--- Exercise requirements ---
[a] In the brand guidelines passage, change "brand assets" to "brand resources" and rewrite the stretch from "4. Convenience: When" through "their new job." with that one change.
[b] Extend the brand guidelines passage with new text that follows on from its final sentence.
======== Document extract
Since many small business owners are managing many (if not all) marketing tasks internally, having strong brand guidelines can make marketing and promotion of your business (or product) much easier as there is always a reference point. Plus, it keeps everyone inside and outside the organization on the same page (literally!)

Why your small business needs brand guidelines

  1. Consistency: It keeps your branding and marketing consistent across all print and online media.
  2. Efficiency: When you have a reference point for your marketing pieces, you can create them more quickly and efficiently.
  3. Professionalism: When all of your marketing materials are consistent and on-brand, it shows people you know what you’re doing.
  4. Convenience: When everything is in one place, it helps your partners and vendors (such as graphic designers, photographers, writers and print vendors) do their job faster and easier—which also saves you money.
  5. Accuracy: When brand details are easily accessible, it helps to avoid costly mistakes such as using the wrong color or font on a printed piece.
  6. Continuity: When everything is in one place, necessary brand assets such as logos or brand colors, can be easily accessed when needed and project delays can be avoided.
  7. Onboarding: New employees can get to know your brand quickly and easily, so they can get to work faster. It also provides them a constant reference as they get acquainted with their new job.
================
======== Provided material
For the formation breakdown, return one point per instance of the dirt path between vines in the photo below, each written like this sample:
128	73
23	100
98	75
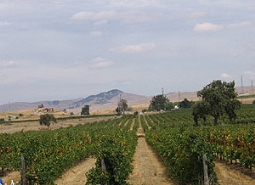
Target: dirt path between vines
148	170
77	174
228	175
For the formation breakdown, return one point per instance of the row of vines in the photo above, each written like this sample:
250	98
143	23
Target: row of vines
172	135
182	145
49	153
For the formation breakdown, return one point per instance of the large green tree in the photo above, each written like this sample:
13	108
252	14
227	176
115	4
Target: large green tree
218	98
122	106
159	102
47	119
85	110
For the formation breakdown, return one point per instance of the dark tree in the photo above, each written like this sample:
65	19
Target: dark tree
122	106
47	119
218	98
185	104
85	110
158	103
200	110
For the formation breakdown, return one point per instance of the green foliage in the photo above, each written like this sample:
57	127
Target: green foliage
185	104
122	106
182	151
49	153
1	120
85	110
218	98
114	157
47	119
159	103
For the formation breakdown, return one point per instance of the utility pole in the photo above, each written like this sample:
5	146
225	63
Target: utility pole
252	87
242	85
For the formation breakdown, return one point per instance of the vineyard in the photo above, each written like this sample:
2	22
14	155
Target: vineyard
================
======== Provided material
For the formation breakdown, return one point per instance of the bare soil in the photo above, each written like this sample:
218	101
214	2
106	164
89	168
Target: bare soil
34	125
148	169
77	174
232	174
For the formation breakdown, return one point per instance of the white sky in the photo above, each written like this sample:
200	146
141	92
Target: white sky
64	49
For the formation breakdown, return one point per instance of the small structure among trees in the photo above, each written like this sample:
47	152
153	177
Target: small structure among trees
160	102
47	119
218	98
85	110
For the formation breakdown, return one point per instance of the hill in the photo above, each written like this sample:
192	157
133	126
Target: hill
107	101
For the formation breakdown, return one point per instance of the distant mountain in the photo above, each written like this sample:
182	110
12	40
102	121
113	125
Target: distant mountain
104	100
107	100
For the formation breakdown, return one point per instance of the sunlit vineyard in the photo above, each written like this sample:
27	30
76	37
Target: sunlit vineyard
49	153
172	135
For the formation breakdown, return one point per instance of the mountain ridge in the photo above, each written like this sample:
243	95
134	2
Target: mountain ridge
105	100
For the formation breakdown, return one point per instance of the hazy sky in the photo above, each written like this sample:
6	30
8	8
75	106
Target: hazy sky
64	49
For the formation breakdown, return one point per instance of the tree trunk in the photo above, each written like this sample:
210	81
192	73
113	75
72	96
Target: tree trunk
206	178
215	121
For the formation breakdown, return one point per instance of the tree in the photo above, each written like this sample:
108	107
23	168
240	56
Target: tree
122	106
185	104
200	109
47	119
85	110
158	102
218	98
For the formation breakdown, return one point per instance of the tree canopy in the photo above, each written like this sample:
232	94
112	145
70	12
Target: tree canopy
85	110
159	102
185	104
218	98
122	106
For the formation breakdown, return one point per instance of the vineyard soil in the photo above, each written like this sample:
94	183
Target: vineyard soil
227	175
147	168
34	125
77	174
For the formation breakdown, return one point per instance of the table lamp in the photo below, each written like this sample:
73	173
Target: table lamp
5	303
================
--- Task responses ---
[a]
4. Convenience: When everything is in one place, it helps your partners and vendors (such as graphic designers, photographers, writers and print vendors) do their job faster and easier—which also saves you money.
  5. Accuracy: When brand details are easily accessible, it helps to avoid costly mistakes such as using the wrong color or font on a printed piece.
  6. Continuity: When everything is in one place, necessary brand resources such as logos or brand colors, can be easily accessed when needed and project delays can be avoided.
  7. Onboarding: New employees can get to know your brand quickly and easily, so they can get to work faster. It also provides them a constant reference as they get acquainted with their new job.

[b]
What should be included in brand guidelines

A good set of brand guidelines will assure everything people see and experience related to your small business is an accurate expression of your brand. So, what should be included?

Before getting started, think about how your organization will use the guidelines:

  • What types (and channels) of marketing do you use? (i.e. print, digital, social media)
  • Will your in-house team mainly use them or will you share with outside vendors?
  • If you work with outside vendors, what types of work do they produce? (i.e. brochures, flyers, advertising, email marketing)

At the very least, the following should be included in brand guidelines:

  • Mission and vision statements: including verbiage about how they relate to your overall brand.
  • Logo usage: including sizing requirements, clear space (the space around the logo that separates it from other design elements), logotypes and icons, logo lockups (i.e. if the logo should always appear with another element such as a tagline, date or URL). It’s also a good to include misuse examples, for example: the logo should not be stretched disproportionately or used smaller than ¼”.
  • Taglines: including when and how to use the tagline, and where it should be placed in relation to the logo.
  • Fonts and typography: including allowable primary and secondary fonts for both print and online usage. Optionally, include examples and/or suggested usage for headlines and body copy.
  • Color palette: including primary and secondary color palettes for print (Pantone, CMYK) and digital (RGB, HEX) usage.
  • Imagery: including suggested types of photography and illustration that should be used, as well as when images should be used. May also include recommended website for purchasing stock photography or illustration and/or image guidelines for in-house or contracted photographers.

Depending on your small businesses’ needs, you may also want to include:

  • Voice and tone: including writing guidelines for print marketing, as well as digital marketing such as blogs and social media outlets.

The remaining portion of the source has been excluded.